MATERIAL FOR THE TASK:
--------
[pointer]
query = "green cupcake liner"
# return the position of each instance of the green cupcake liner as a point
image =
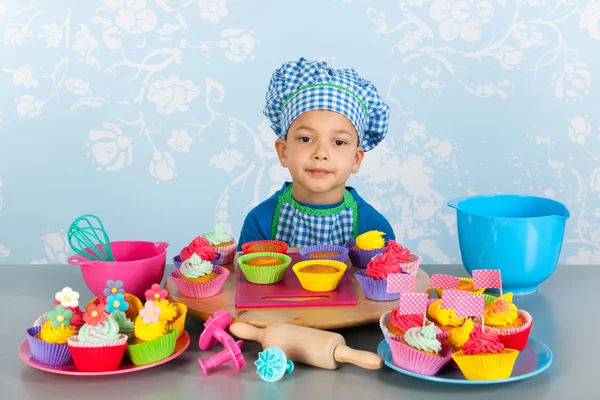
(264, 275)
(154, 350)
--------
EXERCISE DIRECTIONS:
Reproduce the data with every "cupcake liner" swapped for "baking cup" and nothing else altered, leaving out the pictures.

ANSWER FOR THIS EXERCISE:
[pointer]
query = "green baking cup"
# return the position of each instance of the green baking cup as a point
image =
(264, 275)
(154, 350)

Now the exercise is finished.